- [Text under study]
Just past midnight on a Sunday morning, two corners of South Carolina became scenes of horror. In Beaufort, a vibrant crowd at Willie’s Bar and Grill was met with bullets. Farther inland, a fight at Truth Bar & Grill in Anderson cratered into tragedy. In total: six people killed, dozens wounded. Amid the chaos and confusion, a community is left to wonder how a weekend turned into a massacre.
Around 1:00 a.m., deputies with the Beaufort County Sheriff’s Office raced to Willie’s Bar and Grill on St. Helena Island after multiple 911 calls. When they arrived, they found hundreds of people — many fleeing, many crouched behind doors and in nearby businesses. At least 20 people had been shot, four of them critically. Tragically, four patrons were pronounced dead at the scene, their identities not yet released.

Deputies said the scene was chaotic: patrons dived for cover, some bleeding and disoriented, others vanished into the dark. Emergency responders transported many wounded to area hospitals. As of early reports, four victims remained in critical condition. The Sheriff’s Office urged calm and patience as they began piecing together the events.
Then, just over two hours later, at about 3:15 a.m., first responders in Anderson were called to 208 West Franklin Street, the site of Truth Bar & Grill, following reports of gunfire. Officers and medics arrived to find five people shot. The Anderson County Coroner later confirmed two of them had died: Calvin Chester Jr., 54, shot in the head, and Roymad McDaniel, 30, struck in the chest. Their deaths are being ruled homicides.
The motive remains unclear. Authorities say the shooting stemmed from an altercation inside the bar, but whether the gunman was among those shot is still under investigation. Three others who were wounded are receiving treatment at AnMed Hospital.

- [Parts of the exercise]
• A. Answer these questions from the report on the South Carolina shootings, one line each:
(i) At about what time did Beaufort County deputies race to Willie’s Bar and Grill?
(ii) What is the street address of Truth Bar & Grill?
(iii) At which hospital are the three wounded from the Anderson shooting being treated?
• B. Rewrite the passage of the report on the South Carolina shootings that begins at the words "Around 1:00 a.m., deputies" and stops after "not yet released.", putting "emergency calls" in place of "911 calls".
• C. Write the next part of the report on the South Carolina shootings, picking up after its final sentence.

- [Material supplied]
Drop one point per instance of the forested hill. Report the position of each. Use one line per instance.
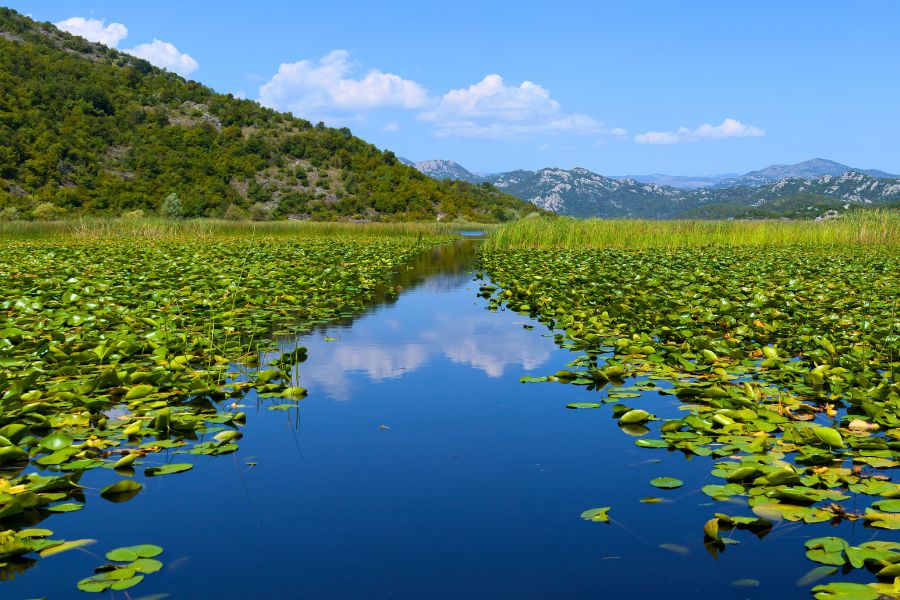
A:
(85, 129)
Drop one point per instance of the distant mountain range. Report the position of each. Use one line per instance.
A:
(808, 189)
(808, 169)
(686, 182)
(444, 169)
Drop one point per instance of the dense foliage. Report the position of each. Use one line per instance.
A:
(785, 360)
(89, 130)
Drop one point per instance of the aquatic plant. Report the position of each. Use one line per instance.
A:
(784, 357)
(869, 227)
(120, 354)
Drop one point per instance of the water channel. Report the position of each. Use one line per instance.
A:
(420, 467)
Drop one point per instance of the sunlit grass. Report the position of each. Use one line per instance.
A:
(874, 227)
(93, 228)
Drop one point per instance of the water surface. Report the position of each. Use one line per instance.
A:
(419, 467)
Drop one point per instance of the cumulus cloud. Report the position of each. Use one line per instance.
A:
(158, 53)
(730, 128)
(326, 88)
(490, 109)
(165, 56)
(94, 30)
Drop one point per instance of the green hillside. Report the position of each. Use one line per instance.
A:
(89, 130)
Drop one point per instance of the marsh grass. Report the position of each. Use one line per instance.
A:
(873, 227)
(211, 229)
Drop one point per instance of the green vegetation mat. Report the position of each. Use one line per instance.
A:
(114, 351)
(784, 358)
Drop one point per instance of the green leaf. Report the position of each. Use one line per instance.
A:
(121, 491)
(666, 483)
(577, 405)
(168, 469)
(65, 546)
(634, 416)
(829, 436)
(598, 515)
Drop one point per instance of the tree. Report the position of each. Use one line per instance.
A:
(260, 212)
(171, 207)
(47, 211)
(235, 213)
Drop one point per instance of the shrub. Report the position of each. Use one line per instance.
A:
(235, 213)
(47, 211)
(171, 207)
(260, 212)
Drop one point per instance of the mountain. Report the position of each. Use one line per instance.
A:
(680, 181)
(447, 169)
(581, 193)
(808, 169)
(85, 129)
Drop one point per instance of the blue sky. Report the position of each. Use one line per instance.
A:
(620, 88)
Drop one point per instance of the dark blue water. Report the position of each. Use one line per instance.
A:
(419, 467)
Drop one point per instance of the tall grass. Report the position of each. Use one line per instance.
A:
(873, 227)
(211, 229)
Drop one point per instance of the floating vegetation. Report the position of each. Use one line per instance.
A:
(128, 569)
(121, 354)
(783, 358)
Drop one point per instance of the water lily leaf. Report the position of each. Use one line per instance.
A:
(65, 546)
(634, 416)
(168, 469)
(816, 574)
(675, 548)
(645, 443)
(56, 441)
(666, 483)
(121, 491)
(146, 565)
(599, 515)
(70, 507)
(137, 392)
(294, 393)
(124, 584)
(711, 529)
(882, 520)
(829, 436)
(845, 591)
(132, 553)
(887, 505)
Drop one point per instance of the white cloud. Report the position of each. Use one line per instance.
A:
(490, 109)
(730, 128)
(94, 30)
(161, 54)
(326, 89)
(165, 56)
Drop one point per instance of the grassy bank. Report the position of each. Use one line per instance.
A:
(866, 227)
(166, 229)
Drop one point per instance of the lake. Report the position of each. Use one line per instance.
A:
(420, 467)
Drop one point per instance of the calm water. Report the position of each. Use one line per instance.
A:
(419, 467)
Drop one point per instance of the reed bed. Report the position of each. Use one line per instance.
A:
(874, 227)
(212, 229)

- [Answers]
• A.
(i) Around 1:00 a.m.
(ii) 208 West Franklin Street
(iii) AnMed Hospital

• B.
Around 1:00 a.m., deputies with the Beaufort County Sheriff’s Office raced to Willie’s Bar and Grill on St. Helena Island after multiple emergency calls. When they arrived, they found hundreds of people — many fleeing, many crouched behind doors and in nearby businesses. At least 20 people had been shot, four of them critically. Tragically, four patrons were pronounced dead at the scene, their identities not yet released.

• C.
Between the two shootings, the tally is grim: six dead, roughly 25–30 wounded. While the Beaufort incident accounts for the larger share of casualties, the Anderson tragedy compounds the heartbreak. At this stage, investigators have not confirmed whether the attacks were linked, or whether any arrests have been made.
Law enforcement is pursuing leads. In Beaufort, the sheriff’s office is reviewing surveillance footage, interviewing witnesses, and searching for persons of interest. On St. Helena, the roadway on Martin Luther King Drive had been shut while deputies worked the scene; it has since reopened.
In Anderson, the coroner’s office and city police are in close coordination. Autopsies are scheduled, ballistic evidence is being collected, and investigators are attempting to reconstruct how a fight turned so deadly in a matter of minutes.
This isn’t the first time South Carolina has witnessed bar shootings, but the scale and proximity of these dual attacks have shaken two communities in one night. Families await word on missing loved ones, hospitals brace for more arrivals, and law enforcement races against time to find answers. In the aftermath, grief and fear hang heavy — and the search for justice must rise above the night’s darkness.